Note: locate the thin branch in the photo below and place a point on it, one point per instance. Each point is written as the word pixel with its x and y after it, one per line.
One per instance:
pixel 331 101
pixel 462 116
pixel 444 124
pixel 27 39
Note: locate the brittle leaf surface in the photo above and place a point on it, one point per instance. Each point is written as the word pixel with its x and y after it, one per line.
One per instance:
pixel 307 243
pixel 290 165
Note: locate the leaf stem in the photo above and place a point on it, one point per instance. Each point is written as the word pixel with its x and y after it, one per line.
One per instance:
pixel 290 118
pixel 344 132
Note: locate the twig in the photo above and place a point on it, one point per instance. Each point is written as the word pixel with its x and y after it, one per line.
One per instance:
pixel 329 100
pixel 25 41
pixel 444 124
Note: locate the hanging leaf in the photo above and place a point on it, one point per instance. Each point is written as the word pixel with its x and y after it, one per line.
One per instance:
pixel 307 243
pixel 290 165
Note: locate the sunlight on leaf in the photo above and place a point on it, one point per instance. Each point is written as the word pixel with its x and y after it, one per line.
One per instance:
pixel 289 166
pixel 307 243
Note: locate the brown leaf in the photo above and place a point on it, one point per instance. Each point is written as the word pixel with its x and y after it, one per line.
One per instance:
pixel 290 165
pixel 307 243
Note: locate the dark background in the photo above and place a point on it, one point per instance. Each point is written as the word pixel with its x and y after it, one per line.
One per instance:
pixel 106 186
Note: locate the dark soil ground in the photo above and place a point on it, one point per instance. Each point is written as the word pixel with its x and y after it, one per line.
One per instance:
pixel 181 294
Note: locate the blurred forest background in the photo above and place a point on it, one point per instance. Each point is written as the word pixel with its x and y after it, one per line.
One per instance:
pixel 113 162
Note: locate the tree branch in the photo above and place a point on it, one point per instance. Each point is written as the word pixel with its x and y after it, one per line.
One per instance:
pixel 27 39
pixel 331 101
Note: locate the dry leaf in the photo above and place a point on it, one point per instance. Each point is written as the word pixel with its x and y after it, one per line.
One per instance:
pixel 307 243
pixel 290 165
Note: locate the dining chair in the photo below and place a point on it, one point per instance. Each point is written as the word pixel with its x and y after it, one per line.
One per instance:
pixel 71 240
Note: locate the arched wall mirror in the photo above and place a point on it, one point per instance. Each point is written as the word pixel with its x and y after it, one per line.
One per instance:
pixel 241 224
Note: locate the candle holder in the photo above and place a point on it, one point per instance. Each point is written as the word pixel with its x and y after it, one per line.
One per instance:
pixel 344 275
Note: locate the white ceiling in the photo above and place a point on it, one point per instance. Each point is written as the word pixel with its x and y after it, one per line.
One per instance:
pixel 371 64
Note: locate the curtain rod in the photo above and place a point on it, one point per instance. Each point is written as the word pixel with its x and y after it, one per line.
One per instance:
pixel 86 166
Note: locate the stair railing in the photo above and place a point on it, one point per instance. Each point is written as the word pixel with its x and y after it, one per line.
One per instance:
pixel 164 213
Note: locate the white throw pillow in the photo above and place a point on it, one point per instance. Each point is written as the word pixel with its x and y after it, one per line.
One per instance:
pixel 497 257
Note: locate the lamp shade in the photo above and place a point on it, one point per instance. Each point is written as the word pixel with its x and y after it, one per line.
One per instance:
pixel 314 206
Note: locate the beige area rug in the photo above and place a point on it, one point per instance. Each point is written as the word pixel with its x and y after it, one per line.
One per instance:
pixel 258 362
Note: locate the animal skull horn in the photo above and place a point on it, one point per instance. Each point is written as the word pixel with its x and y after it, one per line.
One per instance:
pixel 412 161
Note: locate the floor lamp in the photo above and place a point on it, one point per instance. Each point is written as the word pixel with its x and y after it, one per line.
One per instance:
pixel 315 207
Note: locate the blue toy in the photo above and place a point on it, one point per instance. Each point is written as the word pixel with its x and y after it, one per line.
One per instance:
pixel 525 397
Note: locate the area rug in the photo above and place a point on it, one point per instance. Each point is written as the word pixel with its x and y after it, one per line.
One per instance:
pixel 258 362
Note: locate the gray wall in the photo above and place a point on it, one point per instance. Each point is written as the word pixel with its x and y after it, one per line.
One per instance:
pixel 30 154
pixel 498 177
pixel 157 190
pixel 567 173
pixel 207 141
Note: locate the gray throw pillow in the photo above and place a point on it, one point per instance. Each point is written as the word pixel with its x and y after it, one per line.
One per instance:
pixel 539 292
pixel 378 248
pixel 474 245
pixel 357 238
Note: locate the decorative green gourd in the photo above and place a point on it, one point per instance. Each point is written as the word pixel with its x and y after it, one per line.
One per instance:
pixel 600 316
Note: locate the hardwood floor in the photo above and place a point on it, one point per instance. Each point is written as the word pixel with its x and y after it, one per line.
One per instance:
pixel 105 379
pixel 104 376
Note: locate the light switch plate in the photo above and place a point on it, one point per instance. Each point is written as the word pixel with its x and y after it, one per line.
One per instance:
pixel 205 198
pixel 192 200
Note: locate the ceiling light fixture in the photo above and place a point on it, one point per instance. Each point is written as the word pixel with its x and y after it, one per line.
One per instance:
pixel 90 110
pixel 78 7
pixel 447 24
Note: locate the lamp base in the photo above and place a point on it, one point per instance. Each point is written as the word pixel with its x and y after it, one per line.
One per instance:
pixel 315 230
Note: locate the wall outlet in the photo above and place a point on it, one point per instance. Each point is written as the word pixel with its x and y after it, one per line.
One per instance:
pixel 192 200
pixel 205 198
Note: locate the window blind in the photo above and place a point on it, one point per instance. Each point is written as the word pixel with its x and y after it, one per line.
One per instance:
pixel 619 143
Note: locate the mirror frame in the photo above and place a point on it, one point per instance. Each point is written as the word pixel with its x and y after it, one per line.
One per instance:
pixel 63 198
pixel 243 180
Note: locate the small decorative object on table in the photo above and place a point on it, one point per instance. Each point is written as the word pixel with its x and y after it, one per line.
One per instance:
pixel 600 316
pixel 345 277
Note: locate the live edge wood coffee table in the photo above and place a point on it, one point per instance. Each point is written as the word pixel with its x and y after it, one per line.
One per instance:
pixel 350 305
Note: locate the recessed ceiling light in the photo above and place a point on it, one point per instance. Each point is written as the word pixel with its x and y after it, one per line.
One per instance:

## Brief
Only the number of lines in the data that hold "white" should be stated.

## Written response
2